**WRITTEN TASK:** Rewrite the stretch of the records from the line containing "For every instance of the plaid" through the line containing "x=192, y=257", both ends included, and nothing outside it. Keep the requests as they are, but multiply every x and y coordinate in the answers by 1.7 and round each to a whole number, halves going up.

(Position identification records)
----

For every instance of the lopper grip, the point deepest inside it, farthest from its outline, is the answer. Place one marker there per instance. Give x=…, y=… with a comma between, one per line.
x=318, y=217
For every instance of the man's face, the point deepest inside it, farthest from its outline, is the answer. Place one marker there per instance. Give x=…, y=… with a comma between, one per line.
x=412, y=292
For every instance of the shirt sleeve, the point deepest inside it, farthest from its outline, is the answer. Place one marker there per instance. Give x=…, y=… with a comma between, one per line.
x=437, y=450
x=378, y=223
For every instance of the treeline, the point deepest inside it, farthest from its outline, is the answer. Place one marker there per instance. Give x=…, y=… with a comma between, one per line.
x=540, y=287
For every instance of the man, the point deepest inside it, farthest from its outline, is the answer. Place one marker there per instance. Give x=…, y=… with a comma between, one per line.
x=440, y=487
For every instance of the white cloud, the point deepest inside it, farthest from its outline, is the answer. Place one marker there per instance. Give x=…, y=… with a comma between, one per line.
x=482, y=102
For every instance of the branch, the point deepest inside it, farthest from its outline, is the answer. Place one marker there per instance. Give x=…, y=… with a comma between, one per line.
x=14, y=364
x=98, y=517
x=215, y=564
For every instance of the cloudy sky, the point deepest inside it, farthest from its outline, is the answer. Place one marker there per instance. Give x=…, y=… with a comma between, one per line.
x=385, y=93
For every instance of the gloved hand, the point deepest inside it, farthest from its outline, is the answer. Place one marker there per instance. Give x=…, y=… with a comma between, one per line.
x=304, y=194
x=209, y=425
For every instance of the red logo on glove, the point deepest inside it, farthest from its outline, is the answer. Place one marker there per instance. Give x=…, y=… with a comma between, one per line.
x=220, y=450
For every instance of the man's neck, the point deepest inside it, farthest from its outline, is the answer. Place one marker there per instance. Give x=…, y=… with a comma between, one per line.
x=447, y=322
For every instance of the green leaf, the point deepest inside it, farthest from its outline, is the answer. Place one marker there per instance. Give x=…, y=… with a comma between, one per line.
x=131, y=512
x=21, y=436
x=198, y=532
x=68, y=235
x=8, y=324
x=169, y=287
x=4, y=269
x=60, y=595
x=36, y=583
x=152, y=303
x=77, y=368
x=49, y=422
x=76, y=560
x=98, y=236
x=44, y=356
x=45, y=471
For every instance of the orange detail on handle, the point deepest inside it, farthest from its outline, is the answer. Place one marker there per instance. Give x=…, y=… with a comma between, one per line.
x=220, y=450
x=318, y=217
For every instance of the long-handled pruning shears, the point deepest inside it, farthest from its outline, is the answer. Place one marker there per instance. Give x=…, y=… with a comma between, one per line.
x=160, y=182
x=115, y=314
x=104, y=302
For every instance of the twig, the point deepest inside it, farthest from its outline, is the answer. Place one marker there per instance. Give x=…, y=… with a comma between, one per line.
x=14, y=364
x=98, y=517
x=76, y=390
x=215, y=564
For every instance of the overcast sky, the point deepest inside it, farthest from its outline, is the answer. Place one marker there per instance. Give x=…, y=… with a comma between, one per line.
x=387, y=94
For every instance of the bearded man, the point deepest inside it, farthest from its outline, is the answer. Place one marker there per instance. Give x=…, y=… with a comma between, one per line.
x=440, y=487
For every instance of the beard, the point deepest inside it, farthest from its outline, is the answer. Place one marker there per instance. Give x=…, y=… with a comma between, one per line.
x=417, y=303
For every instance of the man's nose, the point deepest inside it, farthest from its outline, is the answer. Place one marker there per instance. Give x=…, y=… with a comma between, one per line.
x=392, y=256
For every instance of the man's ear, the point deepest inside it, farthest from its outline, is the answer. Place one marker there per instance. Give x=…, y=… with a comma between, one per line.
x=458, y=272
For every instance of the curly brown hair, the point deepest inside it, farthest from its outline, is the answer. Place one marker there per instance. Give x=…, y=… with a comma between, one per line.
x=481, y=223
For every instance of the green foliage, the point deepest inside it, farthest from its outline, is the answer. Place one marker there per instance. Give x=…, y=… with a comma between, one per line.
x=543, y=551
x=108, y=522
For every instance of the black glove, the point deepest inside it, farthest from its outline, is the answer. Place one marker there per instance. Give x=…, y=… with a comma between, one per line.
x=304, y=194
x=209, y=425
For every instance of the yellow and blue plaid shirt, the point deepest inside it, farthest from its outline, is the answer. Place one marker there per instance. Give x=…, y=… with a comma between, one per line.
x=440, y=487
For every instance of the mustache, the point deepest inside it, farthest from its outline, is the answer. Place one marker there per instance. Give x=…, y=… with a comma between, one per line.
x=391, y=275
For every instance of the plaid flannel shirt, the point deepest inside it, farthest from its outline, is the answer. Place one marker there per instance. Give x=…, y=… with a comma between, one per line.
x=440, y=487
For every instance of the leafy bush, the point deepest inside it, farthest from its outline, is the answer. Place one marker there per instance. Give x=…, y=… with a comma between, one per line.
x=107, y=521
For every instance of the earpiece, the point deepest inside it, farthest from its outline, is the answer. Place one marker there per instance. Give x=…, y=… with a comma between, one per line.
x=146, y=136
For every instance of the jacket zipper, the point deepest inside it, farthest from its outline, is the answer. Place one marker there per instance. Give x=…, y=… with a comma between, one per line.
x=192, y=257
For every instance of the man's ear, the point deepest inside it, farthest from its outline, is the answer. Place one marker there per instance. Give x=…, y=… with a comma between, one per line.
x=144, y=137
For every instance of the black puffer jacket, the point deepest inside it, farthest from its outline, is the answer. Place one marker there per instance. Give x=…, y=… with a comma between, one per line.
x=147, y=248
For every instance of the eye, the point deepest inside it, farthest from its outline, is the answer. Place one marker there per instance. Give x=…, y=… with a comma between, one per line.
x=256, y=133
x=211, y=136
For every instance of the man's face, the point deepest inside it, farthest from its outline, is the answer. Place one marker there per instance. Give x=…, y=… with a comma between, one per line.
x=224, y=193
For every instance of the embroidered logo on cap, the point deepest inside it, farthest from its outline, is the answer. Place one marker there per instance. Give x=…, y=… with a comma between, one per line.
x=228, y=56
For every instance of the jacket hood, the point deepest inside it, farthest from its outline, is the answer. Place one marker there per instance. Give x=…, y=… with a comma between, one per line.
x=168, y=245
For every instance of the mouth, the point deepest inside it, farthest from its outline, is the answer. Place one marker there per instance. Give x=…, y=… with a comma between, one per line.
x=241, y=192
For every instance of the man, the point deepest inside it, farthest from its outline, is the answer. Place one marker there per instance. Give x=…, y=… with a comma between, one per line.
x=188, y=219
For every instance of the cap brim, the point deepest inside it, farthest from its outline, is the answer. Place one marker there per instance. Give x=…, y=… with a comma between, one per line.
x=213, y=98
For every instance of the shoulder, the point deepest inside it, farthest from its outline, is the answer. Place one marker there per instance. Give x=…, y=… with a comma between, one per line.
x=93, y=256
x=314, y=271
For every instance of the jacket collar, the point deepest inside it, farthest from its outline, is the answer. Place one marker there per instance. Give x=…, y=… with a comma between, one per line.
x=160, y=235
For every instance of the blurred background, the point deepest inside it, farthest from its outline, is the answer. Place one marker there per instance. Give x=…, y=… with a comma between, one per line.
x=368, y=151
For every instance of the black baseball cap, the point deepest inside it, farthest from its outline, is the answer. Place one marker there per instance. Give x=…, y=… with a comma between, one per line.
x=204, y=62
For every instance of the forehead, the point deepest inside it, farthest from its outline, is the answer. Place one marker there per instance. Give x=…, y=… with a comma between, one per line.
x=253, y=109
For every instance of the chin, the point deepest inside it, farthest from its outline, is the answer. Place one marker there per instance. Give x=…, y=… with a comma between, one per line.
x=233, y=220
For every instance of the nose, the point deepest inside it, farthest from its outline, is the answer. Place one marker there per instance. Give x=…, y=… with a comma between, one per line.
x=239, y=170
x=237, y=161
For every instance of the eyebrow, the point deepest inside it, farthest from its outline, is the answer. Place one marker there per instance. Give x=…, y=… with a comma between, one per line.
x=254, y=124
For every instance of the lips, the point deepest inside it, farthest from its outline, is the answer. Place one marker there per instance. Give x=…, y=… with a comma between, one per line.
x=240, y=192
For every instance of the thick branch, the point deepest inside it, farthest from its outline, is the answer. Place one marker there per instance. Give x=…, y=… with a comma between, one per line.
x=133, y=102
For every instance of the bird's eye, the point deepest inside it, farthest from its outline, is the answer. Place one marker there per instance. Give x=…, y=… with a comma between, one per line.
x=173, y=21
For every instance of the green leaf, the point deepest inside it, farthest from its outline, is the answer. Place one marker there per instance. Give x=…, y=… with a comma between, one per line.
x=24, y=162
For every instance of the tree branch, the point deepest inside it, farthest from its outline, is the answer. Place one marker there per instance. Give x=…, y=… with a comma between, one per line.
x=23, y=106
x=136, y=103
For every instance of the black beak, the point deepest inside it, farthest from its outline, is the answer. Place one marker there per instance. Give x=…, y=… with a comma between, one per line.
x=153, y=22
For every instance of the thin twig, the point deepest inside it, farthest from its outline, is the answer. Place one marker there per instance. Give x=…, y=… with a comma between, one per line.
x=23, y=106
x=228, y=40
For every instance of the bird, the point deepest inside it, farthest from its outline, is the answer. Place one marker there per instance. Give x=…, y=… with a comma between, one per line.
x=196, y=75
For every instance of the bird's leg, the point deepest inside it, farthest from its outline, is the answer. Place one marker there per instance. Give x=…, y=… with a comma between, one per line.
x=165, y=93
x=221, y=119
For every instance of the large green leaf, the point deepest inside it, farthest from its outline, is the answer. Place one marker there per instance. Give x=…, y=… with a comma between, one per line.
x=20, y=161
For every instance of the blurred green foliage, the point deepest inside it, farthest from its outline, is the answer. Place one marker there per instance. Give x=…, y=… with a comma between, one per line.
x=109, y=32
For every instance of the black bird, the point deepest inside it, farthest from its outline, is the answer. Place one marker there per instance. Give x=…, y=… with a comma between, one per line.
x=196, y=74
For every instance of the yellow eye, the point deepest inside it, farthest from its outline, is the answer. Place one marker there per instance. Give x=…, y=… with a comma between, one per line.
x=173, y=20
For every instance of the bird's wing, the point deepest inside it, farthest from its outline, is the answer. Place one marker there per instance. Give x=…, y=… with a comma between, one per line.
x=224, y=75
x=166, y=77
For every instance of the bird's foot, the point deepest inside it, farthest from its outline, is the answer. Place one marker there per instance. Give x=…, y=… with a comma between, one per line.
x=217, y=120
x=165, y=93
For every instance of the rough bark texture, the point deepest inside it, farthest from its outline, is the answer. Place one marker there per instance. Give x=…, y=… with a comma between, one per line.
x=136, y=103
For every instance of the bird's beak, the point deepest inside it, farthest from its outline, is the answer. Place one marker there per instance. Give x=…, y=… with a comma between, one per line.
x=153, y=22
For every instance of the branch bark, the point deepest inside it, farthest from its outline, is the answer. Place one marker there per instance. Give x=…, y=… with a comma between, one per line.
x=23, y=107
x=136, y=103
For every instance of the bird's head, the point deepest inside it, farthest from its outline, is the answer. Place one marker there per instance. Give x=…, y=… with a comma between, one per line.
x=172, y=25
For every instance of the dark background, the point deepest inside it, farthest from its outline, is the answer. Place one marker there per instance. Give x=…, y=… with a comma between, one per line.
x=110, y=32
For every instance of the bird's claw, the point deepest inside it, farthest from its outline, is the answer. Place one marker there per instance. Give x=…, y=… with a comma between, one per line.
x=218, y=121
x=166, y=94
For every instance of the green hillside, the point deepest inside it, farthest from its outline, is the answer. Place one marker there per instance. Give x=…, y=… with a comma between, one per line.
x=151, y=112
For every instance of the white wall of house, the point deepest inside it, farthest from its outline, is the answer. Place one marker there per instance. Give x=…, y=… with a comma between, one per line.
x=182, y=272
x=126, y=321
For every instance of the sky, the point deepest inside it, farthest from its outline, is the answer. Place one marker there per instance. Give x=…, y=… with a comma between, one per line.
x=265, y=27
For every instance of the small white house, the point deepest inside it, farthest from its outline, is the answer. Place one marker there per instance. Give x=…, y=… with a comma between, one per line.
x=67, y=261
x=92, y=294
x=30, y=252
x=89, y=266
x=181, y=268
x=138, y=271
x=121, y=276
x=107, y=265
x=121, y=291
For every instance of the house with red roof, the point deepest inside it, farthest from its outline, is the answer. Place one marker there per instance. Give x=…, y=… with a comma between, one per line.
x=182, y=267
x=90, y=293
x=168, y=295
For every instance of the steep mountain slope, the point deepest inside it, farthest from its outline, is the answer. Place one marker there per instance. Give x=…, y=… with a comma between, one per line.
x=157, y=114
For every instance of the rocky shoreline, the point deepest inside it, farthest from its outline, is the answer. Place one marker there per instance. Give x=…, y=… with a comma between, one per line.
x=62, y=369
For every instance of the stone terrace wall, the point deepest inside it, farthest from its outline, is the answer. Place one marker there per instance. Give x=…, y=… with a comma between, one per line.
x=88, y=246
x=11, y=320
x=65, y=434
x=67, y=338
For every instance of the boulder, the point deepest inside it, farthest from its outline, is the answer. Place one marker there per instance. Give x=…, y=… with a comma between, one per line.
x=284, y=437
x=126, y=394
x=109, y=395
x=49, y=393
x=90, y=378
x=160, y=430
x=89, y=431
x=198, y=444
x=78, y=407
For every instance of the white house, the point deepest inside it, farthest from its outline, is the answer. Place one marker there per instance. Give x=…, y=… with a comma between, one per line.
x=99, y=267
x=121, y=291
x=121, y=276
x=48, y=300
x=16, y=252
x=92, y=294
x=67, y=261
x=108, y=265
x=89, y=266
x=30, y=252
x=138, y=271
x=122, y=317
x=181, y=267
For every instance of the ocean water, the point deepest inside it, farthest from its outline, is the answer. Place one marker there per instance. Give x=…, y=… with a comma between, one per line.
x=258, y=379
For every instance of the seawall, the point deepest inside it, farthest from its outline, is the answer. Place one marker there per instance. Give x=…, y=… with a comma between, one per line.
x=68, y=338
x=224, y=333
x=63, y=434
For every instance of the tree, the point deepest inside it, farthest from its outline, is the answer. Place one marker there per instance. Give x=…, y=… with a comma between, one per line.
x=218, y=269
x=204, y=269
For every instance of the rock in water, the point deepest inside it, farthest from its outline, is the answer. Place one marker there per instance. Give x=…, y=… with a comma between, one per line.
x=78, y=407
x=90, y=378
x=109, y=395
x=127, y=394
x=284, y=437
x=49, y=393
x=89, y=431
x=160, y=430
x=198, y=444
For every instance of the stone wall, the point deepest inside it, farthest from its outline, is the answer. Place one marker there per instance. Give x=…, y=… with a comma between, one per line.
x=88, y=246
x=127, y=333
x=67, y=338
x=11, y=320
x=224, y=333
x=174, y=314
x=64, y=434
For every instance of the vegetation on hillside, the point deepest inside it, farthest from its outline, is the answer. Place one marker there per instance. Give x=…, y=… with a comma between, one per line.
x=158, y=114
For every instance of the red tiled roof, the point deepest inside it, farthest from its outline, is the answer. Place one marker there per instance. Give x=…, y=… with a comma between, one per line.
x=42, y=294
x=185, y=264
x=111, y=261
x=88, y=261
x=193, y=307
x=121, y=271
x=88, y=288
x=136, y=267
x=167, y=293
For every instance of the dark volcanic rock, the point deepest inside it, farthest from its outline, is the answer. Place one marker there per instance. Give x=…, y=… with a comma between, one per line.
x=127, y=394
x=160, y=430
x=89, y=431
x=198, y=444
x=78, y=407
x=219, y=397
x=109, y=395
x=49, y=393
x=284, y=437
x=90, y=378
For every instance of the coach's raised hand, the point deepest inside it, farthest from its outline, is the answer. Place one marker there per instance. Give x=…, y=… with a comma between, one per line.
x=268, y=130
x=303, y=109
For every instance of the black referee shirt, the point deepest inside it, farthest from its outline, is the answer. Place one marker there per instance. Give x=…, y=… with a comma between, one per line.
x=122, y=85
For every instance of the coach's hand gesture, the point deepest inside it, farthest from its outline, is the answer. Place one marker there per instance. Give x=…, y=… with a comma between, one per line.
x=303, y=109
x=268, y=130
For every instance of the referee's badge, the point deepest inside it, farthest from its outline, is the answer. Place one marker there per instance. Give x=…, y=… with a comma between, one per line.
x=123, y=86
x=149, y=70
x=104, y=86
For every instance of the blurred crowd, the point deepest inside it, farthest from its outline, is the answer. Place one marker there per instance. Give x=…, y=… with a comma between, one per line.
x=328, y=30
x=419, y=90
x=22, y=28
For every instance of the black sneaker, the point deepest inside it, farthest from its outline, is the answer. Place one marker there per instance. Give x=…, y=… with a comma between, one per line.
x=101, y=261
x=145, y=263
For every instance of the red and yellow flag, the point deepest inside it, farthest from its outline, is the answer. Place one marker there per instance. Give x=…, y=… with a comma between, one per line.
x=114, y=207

----

**EXERCISE RESPONSE:**
For every instance of the plaid flannel shirt, the point deepest inside it, farthest from its outline, is the answer. Place one marker there per instance. Give x=…, y=… with a comma between, one per line.
x=748, y=828
For every instance of the leafy bush, the point deepest inside it, farthest from its outline, is the answer. Place one marker there per instance. Give x=…, y=… with a comma between, one per line.
x=182, y=886
For every instance of the earpiece, the point deepest inside it, farthest from its outline, is the answer. Place one marker there per instance. Give x=…, y=… with a comma between, one per line.
x=248, y=231
For every instance of the jacket zipper, the point deepest inside it, farthest from its outline, is the answer. Place one marker there per instance. Give x=…, y=… with a comma between, one per line.
x=326, y=437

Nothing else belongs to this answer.